Exercise:
Rewrite the stretch from the line containing "rim in the photo above." through the final line, swapping "tactical-board tool" for "annotation tool" and leaving everything else as it is.

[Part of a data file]
______________________________

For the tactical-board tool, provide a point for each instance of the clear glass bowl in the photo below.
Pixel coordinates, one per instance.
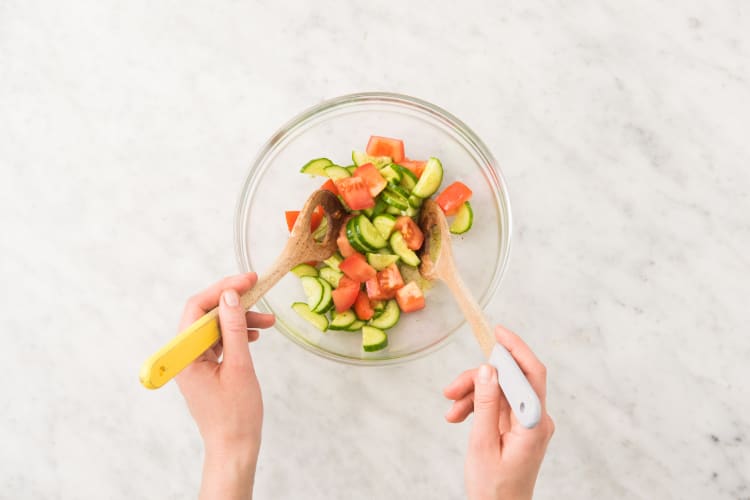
(332, 129)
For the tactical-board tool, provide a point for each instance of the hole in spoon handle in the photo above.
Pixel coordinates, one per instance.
(518, 391)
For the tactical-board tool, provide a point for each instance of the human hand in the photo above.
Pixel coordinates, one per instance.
(503, 458)
(224, 397)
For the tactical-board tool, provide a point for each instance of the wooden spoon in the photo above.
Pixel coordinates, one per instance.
(205, 332)
(437, 263)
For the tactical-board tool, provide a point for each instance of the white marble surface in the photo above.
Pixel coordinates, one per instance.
(622, 128)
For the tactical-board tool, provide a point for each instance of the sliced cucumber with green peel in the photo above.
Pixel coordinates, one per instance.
(304, 270)
(331, 275)
(335, 172)
(430, 181)
(384, 224)
(356, 326)
(398, 244)
(373, 339)
(318, 320)
(390, 173)
(367, 233)
(408, 179)
(379, 261)
(395, 199)
(334, 260)
(359, 158)
(341, 321)
(389, 317)
(316, 167)
(464, 219)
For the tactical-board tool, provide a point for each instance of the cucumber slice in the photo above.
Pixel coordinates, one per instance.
(398, 244)
(334, 260)
(326, 302)
(389, 318)
(331, 275)
(431, 178)
(313, 291)
(367, 233)
(316, 166)
(359, 158)
(384, 224)
(341, 321)
(395, 199)
(373, 339)
(408, 179)
(304, 270)
(355, 240)
(335, 172)
(356, 326)
(318, 320)
(380, 261)
(390, 173)
(464, 219)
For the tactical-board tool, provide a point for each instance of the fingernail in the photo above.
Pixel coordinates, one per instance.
(485, 373)
(231, 298)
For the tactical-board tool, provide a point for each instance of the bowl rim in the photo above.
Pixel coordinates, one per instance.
(390, 98)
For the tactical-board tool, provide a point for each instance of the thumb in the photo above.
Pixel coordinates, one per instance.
(485, 433)
(233, 330)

______________________________

Result for this task:
For the annotation tool, provide a point for each instance of the bowl rim in the photo above.
Pixel coordinates, one per instance.
(390, 98)
For the annotation tool, provide a point for each instance of the thumb in the photo above.
Pixel coordinates, one per instance.
(485, 433)
(233, 330)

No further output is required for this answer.